A little double dose of humor:

One for the kids:
Knock knock.
Who's there?
Whoa.
Whoa who?
Whoa, whoa, whoa your boat, gently down the stream.

What's the difference between a stupid home-handyman and a smart one hanging pictures? The jerk one throws out half the nails in a box because they're pointed at the wrong end. The other one tells him not to be stupid: they're just for the other side of the wall.

The same two guys go to a lumberyard and the smarter handyman gives the jerk a list of what to buy while he waits in the truck. The stupid one goes in, looks at the list, and asks for 100 4X2s. The counterman asks,"2X4s?" "Wait a minute; I'll check." He goes out to the truck, asks, and comes back in, nodding. "Yup, them's 2X4s." The counterman asks, "How LONG did you want them?" The other says, "Wait a minute; I'll check," goes out, comes back and tells the man,"I'll need 'em for keeps. We're s'posed to build a house with 'em."

(:>D)


Links:

The promised Links to Irish Traveller and Related Sites page has been added. It can be normally accessed by clicking on its own link from the "Travellers" page. And the "Travellers" page is listed as the first link on the navigation bars at the top and bottom of each page on this web site.

Don't be surprised to see several references to "Gypsy" on the list. There are three reasons for its presence. First: In many European countries, some Traveller groups are considered "Gypsies" as a generic term, and in other countries, various tribes of the Romany are considered "Travellers." Second: The various Romany sites, such as the Patrin, maintain excellent documentation and linkages about the Irish, Scots and English (Romanichal) Travellers as a courtesy to our peoples. Third: The "Gypsy" sites are well worth examining for their own sake; interesting, entertaining, informative and technically excellent as well.

These links will be expanded and otherwise maintained. If you find any that have moved or dropped out, please e-mail me about them and I'll take care of it.


An old benediction:

I just thanked a kind Irish Traveller, who had sent me an e-mail Thanksgiving message, with my own reply in the Shelta (old-time Cant) that was used when our families arrived in this country. As in any language, and it was a complete language, Shelta had a number of ways to say the same things. In this case I chose the most literal way to make for easier association with the translation, word by word. Then, on reflection, I thought that others might be interested as well:

Mwil nyok duilsha munyaths a Dalyon Swuda.

*****

_Actions to take_.
(1) According to the Traveller site page, which page is listed as the first link on the navigation bars at the top and bottom of each page?
(2) Write what comes next in the Traveller site page, starting right after the Shelta line "Mwil nyok duilsha munyaths a Dalyon Swuda."

_Given data_.

*****

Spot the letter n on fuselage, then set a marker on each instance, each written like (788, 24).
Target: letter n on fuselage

*****

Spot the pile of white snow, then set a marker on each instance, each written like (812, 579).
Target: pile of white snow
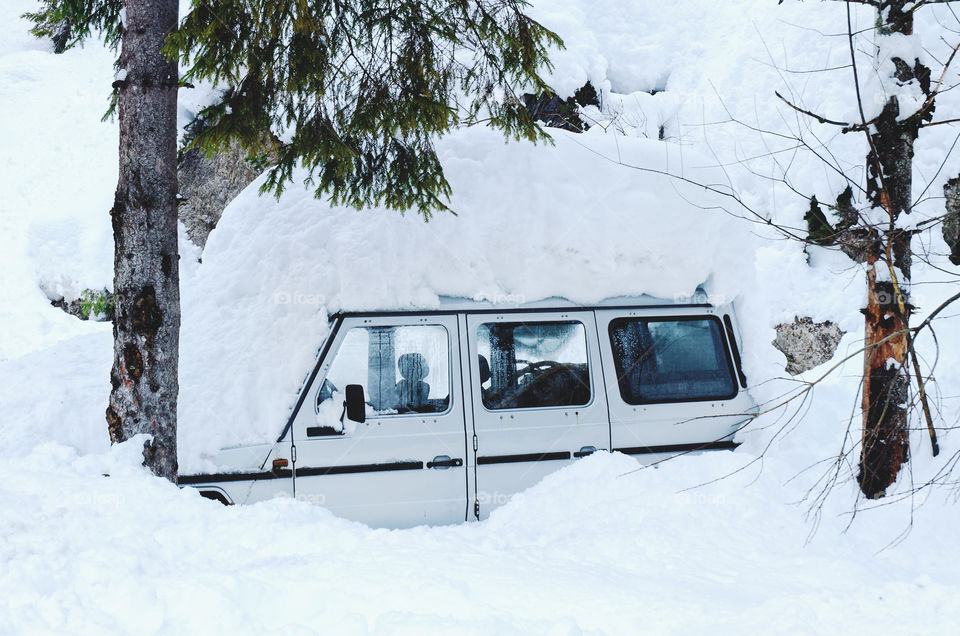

*****

_Task-by-task results_.
(1) The "Travellers" page.

(2)
(I wish you blessings from God Almighty.)



The Cant:

I am going to take my best shot at reproducing the Shelta spoken in the old days; strip out any modern Cant from that list to preserve its "secrecy," and post the rest. Hopefully that final list will contain most of the words that we've lost; although the pronunciation is going to be "by guess and by golly." At the same time, those that you would rather not see written down here won't be. We can keep them to ourselves and all make believe that that there isn't a list of most of them in print already.

Now what you all do with those current Cant and the new/old words, Shelta, is not my problem. I'd like to hope, though, that some among you will find a few of the Shelta entries useful, or at least interesting, and will add one or two at a time to The Cant. It would be nice to see the old language grow for a change, instead of shrink.

It might take me a couple of weeks; it might take a month. So if you want to get your opinion on record before then, e-mail me with it. I can't promise that I'll print all of them, but they won't be ignored and the gist of your comments, at least, will be fairly presented here.

There is a new page linked to the Traveller/Shelta page, a pronunciation and phonetic spelling guide to be used in the creation of my forthcoming list of Shelta words.

Progress on this lexicon can be tracked by selecting "Travellers" and then "Shelta" to get to the right page; or just click on the following: Shelta


The proverbial "Tinker's Dam":

There could not be another expression that better demonstrates the "vicious circle" concept, except perhaps for "Indian giver." If you look it up in almost any dictionary, you find it basically defined as "worthless," and probably arising from the "well-known" tendency of tinkers to curse so much that a single one of their "damns" would be so commonplace as to be insignificant. And if you try to find out why tinkers are assumed to have cursed so much, you'll find that the "experts" point to such sayings as evidence that it was so.

Let's think on that for a moment. There are a number of fine curses and obscenities in Shelta. The Shelta words for "tinker's damn" (in the sense of curse) were Minkar's Laburth, by the way. But how would country people distinguish curses from the rest of the Shelta that they heard? And how much public cursing could a tinker do in the presence of generally hostile strangers before he and his family would be run out of town?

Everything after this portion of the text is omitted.